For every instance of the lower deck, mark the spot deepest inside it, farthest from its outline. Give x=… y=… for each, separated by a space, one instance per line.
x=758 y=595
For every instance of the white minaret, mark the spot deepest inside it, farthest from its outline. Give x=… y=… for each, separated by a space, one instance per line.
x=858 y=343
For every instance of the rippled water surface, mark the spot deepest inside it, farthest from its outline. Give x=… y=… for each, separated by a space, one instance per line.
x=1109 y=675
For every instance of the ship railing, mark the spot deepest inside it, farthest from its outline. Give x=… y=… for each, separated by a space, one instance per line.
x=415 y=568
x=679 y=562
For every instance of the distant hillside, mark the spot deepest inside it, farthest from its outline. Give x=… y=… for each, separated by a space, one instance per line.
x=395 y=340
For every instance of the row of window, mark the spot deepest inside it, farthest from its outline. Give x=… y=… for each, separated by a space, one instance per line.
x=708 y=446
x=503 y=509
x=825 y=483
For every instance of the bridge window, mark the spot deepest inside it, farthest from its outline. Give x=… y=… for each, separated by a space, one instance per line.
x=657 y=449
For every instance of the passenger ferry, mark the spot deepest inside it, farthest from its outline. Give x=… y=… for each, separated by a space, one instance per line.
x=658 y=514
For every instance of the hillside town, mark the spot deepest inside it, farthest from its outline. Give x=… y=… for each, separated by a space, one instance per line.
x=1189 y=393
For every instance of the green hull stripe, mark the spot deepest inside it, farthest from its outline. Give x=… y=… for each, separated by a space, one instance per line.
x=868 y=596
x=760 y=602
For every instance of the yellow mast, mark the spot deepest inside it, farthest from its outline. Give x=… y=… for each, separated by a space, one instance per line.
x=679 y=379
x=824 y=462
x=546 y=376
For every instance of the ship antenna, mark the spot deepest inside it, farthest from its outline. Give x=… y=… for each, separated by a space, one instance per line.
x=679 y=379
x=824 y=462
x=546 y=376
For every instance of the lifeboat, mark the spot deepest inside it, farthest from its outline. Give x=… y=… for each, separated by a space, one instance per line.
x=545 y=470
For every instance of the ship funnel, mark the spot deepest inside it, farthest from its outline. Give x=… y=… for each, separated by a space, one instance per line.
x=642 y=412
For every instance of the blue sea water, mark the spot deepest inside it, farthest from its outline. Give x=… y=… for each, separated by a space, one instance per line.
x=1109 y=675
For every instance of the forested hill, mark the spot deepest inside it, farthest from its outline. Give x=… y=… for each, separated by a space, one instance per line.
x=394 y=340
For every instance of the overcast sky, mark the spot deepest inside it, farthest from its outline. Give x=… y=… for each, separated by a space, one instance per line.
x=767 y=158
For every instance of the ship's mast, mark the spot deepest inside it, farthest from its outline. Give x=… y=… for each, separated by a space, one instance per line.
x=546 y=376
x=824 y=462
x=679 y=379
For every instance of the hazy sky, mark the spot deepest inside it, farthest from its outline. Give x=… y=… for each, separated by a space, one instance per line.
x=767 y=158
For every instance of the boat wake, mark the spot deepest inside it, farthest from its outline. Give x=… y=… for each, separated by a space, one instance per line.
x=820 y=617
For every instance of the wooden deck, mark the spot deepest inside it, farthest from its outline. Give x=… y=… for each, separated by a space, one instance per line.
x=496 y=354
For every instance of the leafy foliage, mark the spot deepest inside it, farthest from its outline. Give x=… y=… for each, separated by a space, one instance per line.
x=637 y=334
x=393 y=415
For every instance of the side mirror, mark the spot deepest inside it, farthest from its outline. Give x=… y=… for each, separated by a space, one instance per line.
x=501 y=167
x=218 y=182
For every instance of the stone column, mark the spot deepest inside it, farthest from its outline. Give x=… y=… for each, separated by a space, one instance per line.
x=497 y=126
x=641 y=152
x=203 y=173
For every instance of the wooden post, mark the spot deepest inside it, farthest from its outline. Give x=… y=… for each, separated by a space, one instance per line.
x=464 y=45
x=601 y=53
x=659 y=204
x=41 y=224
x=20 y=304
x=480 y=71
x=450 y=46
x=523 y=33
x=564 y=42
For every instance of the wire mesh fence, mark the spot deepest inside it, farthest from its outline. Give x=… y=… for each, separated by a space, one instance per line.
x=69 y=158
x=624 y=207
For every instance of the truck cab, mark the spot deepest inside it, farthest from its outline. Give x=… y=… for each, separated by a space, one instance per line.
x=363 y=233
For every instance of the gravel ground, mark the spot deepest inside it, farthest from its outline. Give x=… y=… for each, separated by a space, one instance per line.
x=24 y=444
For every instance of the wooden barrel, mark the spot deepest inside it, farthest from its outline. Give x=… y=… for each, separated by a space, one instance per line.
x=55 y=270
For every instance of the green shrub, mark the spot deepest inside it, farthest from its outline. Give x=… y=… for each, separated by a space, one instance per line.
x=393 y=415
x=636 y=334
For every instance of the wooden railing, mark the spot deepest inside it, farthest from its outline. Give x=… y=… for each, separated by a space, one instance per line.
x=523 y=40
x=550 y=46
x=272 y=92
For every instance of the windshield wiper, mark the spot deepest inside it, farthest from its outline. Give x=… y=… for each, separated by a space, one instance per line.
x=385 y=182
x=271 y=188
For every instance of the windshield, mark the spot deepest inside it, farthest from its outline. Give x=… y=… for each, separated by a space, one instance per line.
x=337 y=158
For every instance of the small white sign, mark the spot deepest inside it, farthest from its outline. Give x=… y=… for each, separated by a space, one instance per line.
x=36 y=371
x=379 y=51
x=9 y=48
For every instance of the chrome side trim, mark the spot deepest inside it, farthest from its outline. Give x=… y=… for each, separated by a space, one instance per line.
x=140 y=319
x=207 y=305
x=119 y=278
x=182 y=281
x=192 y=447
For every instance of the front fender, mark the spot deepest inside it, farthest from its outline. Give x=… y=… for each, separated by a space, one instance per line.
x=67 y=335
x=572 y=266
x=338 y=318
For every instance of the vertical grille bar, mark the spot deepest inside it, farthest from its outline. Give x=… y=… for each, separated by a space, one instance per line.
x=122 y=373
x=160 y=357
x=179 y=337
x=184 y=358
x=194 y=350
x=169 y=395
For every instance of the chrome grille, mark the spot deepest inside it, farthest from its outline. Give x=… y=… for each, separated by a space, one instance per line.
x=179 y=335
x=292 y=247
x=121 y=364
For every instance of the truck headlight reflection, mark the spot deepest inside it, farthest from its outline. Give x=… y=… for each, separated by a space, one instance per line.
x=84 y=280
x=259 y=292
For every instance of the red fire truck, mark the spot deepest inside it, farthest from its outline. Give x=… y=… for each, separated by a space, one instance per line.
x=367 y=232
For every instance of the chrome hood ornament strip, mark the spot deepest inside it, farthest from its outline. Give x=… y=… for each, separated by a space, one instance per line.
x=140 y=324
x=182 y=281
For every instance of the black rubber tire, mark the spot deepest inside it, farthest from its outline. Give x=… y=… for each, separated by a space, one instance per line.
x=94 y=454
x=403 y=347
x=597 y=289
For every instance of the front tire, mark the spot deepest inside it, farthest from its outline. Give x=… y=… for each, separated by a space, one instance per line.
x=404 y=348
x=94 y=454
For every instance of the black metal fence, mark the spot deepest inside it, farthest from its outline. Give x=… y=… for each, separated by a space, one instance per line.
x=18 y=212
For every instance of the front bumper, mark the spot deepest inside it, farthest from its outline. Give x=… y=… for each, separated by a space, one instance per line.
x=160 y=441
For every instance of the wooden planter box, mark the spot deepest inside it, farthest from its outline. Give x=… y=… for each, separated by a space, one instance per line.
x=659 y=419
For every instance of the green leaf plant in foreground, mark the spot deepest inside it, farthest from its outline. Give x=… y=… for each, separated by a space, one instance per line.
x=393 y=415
...
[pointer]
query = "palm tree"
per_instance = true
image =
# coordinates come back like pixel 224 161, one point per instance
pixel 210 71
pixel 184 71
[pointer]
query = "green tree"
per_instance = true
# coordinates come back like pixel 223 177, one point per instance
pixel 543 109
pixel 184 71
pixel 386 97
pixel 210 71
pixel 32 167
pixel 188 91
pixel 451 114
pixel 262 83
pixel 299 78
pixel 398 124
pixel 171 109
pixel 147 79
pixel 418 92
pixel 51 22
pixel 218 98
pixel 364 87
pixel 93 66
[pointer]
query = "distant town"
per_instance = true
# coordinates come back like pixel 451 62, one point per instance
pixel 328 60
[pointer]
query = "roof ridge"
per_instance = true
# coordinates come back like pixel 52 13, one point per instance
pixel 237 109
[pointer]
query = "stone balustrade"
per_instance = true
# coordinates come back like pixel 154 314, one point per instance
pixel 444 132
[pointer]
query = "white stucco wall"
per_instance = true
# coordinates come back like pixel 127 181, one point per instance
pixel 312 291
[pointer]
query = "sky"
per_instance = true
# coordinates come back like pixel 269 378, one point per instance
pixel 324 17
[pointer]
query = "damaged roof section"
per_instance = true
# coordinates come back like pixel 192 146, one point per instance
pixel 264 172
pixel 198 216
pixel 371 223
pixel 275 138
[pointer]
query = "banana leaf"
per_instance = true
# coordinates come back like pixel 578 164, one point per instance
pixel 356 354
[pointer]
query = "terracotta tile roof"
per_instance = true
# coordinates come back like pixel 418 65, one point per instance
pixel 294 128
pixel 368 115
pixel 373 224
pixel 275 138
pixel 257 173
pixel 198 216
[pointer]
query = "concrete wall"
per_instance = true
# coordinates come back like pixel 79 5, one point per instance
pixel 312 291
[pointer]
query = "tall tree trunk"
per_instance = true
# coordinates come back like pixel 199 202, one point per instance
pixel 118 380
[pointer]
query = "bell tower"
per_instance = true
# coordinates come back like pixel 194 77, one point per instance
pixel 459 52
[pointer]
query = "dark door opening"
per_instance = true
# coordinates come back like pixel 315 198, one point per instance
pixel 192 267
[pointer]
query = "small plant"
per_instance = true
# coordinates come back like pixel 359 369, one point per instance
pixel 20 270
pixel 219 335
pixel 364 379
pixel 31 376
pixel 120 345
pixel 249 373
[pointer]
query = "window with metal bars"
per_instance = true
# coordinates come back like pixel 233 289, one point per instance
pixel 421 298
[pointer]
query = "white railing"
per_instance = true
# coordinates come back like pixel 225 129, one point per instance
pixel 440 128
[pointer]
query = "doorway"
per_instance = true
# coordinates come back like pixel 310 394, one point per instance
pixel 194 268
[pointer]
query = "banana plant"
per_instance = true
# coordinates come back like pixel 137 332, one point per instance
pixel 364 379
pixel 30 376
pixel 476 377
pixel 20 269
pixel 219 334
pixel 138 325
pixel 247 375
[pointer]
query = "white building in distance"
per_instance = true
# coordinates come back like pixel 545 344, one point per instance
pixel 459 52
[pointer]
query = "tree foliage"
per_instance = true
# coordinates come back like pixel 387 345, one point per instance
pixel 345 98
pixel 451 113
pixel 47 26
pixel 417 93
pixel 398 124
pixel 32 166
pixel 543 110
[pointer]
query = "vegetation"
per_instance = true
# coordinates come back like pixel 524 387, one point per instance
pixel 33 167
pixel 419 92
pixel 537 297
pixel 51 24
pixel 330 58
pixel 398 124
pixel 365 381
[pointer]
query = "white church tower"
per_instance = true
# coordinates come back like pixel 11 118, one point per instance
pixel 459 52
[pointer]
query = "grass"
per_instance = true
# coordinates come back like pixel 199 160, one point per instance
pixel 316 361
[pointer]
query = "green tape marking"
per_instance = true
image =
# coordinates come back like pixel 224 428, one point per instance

◆ **Try it**
Find the lines in the records that contain the word "wall", then copy every one of them.

◆ **Task result**
query = "white stucco wall"
query = "concrete wall"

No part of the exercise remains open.